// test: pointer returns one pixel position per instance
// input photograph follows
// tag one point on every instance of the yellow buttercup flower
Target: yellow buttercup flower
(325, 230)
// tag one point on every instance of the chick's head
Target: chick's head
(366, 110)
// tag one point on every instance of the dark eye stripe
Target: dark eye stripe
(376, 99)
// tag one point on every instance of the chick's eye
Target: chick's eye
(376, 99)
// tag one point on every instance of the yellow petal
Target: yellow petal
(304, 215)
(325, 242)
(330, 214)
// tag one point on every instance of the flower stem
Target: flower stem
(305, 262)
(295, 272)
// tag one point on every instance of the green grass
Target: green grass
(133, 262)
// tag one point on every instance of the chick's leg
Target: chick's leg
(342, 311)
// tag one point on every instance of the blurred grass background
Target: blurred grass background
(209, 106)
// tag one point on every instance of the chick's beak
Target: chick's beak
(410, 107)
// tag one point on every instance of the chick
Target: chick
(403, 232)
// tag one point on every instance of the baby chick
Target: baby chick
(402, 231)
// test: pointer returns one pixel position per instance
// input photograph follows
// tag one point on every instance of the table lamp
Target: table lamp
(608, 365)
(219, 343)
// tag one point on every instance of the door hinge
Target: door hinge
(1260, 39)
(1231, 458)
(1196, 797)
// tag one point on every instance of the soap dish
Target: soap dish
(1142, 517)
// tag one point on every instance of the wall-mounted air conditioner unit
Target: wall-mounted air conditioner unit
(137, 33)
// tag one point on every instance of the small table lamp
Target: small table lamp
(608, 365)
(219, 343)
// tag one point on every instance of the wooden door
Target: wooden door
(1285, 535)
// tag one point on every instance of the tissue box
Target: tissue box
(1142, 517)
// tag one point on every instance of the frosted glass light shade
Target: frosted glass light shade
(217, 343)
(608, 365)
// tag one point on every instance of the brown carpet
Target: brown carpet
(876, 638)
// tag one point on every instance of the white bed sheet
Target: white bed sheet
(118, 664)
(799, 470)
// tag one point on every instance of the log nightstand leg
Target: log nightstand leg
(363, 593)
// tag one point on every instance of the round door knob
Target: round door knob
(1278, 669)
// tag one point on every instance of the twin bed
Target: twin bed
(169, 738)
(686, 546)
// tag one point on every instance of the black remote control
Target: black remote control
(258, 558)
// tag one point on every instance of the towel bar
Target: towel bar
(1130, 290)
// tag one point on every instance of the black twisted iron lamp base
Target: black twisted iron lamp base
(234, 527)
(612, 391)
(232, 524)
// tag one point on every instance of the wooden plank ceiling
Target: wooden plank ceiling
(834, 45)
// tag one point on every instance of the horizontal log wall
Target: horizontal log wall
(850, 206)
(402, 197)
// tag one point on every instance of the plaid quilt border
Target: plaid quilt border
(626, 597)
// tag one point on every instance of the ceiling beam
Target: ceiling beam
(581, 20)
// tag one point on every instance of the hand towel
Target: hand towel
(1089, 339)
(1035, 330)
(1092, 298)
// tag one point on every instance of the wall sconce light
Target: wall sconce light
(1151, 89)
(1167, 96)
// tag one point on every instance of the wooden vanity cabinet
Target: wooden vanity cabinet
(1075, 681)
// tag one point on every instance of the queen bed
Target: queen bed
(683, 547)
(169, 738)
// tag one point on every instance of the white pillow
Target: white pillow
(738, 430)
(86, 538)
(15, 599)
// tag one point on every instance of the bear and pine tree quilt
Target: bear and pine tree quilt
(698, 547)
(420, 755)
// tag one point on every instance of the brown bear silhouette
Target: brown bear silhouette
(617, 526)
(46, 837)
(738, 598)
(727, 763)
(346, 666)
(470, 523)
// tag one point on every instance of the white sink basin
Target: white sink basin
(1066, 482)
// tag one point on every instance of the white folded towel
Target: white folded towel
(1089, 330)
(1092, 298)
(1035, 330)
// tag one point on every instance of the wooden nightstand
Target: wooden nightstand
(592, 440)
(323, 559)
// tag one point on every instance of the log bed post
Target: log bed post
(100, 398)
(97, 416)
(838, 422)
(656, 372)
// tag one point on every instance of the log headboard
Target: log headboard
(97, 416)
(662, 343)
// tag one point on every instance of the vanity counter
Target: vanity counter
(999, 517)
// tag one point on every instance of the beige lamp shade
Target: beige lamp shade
● ● ● ● ●
> **PROBLEM TO SOLVE**
Produce a verbatim transcript of the material above.

> **RESPONSE AREA**
// test: pointer returns one pixel position per instance
// input photograph follows
// tag one point on every instance of the yellow buttercup flower
Target: yellow buttercup flower
(325, 230)
// tag one point on every instance of the chick's head
Target: chick's head
(366, 110)
// tag one point on every instance of the dark eye stripe
Target: dark eye stripe
(376, 99)
// tag one point on every instance of the chick's eye
Target: chick's eye
(376, 99)
// tag one point on every instance of the yellow petal
Target: yellow petal
(304, 215)
(325, 242)
(330, 214)
// tag one point on every instance of the flower stem
Target: flower stem
(305, 262)
(295, 272)
// tag one point on every instance of the green grass
Target: green grass
(133, 262)
// tag one point on every instance of the chick's leg
Target: chick's leg
(342, 311)
// tag one point on every instance of the blurred grass background
Target: blurred grass background
(209, 106)
// tag one point on every instance of the chick's beak
Target: chick's beak
(410, 107)
// tag one point on every instance of the chick
Target: chick
(403, 232)
// tag one point on every instance of the baby chick
Target: baby chick
(402, 231)
// test: pointer returns one pixel position per instance
// input photograph follows
// tag one point on every instance of the table lamp
Target: table lamp
(608, 365)
(219, 343)
// tag one point on every instance of the door hinge
Target: door hinge
(1260, 39)
(1231, 458)
(1196, 797)
// tag one point on every instance of the soap dish
Target: soap dish
(1142, 517)
// tag one point on every instance of the wall-mounted air conditioner unit
Target: wall-mounted air conditioner unit
(137, 33)
// tag one point on every instance of the small table lamp
Target: small table lamp
(608, 365)
(219, 343)
// tag one point on every instance of the wooden door
Target: wooden door
(1285, 535)
// tag one point on every instance of the tissue box
Target: tissue box
(1142, 517)
// tag one point on every instance of the frosted glass light shade
Target: frosted glass light shade
(217, 343)
(608, 365)
// tag one point on every instance of the brown carpet
Target: brown carpet
(876, 638)
// tag one point on every instance of the white bed sheet
Target: white bed sheet
(118, 664)
(799, 470)
// tag one point on every instance of the log nightstand leg
Target: log nightstand leg
(363, 593)
// tag one point on every instance of the round door knob
Target: round door knob
(1278, 669)
// tag one point on every instance of the twin bed
Target: twin bed
(169, 738)
(686, 546)
// tag one point on every instance of the black remote control
Target: black remote control
(258, 558)
// tag one point on every instance of the towel bar
Target: towel bar
(1130, 290)
// tag one point on every instance of the black twisted iron lamp base
Target: black twisted iron lamp base
(234, 527)
(612, 391)
(232, 524)
// tag one point on every instance of the wooden plank ceiling
Target: wooden plank ceiling
(834, 45)
// tag one point on every instance of the horizontal log wall
Target: horizontal log wall
(850, 206)
(402, 197)
// tag one point on every instance of the plaid quilt border
Target: plaid quilt border
(626, 597)
// tag one point on every instance of the ceiling beam
Target: ceiling beam
(581, 20)
// tag one point on every instance of the hand towel
Target: hand towel
(1089, 339)
(1035, 330)
(1092, 298)
// tag one point on every instance of the wall sconce light
Target: wall sconce light
(1151, 89)
(1167, 96)
// tag one point on every instance of the wooden vanity cabinet
Target: wooden vanity cabinet
(1075, 681)
// tag one point on every instance of the queen bed
Target: queen bed
(683, 547)
(169, 738)
// tag one point on every instance of the white pillow
Target: white pillow
(738, 430)
(86, 538)
(15, 599)
// tag one point on every instance of the bear and pine tree quilt
Target: bear and pine tree quilt
(698, 547)
(420, 755)
// tag one point on every instance of the brown bear silhouette
Target: brown bear silhouette
(617, 526)
(46, 837)
(738, 598)
(727, 763)
(346, 666)
(470, 523)
// tag one point on every instance of the white sink basin
Target: white sink basin
(1066, 482)
// tag one point on every instance of the white folded towel
Target: white folded towel
(1089, 330)
(1092, 298)
(1035, 330)
// tag one point on every instance of the wooden nightstand
Target: wooden nightstand
(592, 440)
(323, 559)
// tag one point on every instance of the log bed post
Target: log bed post
(100, 398)
(97, 416)
(838, 422)
(656, 372)
// tag one point on every instance of the log headboard
Target: log headboard
(97, 416)
(662, 343)
// tag one point on every instance of the vanity counter
Target: vanity counter
(999, 517)
// tag one point on every instance of the beige lamp shade
Target: beige lamp shade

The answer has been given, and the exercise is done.